» Recorded data:

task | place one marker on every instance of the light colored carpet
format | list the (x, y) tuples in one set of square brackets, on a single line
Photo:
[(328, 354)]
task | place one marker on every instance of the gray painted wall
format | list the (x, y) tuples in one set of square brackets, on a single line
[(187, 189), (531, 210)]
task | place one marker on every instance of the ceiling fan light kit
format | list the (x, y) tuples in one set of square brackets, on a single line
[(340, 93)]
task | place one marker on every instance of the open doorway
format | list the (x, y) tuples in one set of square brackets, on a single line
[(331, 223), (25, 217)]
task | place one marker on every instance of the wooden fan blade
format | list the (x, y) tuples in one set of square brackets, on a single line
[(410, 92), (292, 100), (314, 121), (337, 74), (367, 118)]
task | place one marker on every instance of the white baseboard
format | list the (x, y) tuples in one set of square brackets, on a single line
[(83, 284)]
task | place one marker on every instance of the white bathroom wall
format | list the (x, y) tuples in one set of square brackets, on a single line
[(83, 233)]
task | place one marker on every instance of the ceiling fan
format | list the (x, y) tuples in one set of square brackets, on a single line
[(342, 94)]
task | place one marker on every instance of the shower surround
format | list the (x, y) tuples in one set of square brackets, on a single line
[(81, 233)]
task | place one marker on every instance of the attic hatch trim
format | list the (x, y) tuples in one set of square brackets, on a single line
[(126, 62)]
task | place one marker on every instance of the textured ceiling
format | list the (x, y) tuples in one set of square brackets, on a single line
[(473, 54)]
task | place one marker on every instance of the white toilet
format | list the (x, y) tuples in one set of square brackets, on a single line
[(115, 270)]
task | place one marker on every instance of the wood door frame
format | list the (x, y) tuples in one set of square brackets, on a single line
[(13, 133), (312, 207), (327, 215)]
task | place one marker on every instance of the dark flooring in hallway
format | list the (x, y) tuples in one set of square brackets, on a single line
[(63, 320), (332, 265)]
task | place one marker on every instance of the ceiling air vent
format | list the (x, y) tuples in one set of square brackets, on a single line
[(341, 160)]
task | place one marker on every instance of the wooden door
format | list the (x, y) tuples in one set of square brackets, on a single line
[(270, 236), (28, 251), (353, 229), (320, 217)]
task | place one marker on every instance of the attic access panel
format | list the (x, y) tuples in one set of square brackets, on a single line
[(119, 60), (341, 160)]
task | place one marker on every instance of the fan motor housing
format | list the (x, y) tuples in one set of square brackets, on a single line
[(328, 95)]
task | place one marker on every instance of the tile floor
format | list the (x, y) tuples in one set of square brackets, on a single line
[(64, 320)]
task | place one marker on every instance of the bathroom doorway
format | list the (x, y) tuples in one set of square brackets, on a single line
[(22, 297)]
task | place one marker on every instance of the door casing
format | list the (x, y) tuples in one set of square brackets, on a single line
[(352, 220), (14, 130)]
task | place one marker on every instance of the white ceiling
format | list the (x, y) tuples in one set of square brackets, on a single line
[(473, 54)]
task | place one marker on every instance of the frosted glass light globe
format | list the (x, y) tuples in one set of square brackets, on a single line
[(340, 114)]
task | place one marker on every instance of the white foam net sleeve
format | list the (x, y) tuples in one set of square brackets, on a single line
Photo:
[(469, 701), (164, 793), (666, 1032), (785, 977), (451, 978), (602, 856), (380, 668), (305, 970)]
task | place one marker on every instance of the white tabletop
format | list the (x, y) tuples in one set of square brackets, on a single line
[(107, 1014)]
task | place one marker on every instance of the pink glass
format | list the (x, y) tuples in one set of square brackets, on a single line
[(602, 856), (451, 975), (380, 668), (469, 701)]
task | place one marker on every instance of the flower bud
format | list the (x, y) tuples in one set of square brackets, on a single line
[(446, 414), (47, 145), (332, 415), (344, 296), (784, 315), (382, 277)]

» Instructions for the task: Write out, without any change, the lines of the listing above from the line containing "task | place one marker on every instance of the fan" to the line containing "[(64, 320)]", including both.

» In response:
task | place one marker on every instance of the fan motor housing
format | list the (x, y) tuples in one set of square brackets, on a single line
[(328, 95)]
task | place one marker on every instance of the tile floor
format | list the (x, y) tuples in one set of square brackets, on a single line
[(64, 320)]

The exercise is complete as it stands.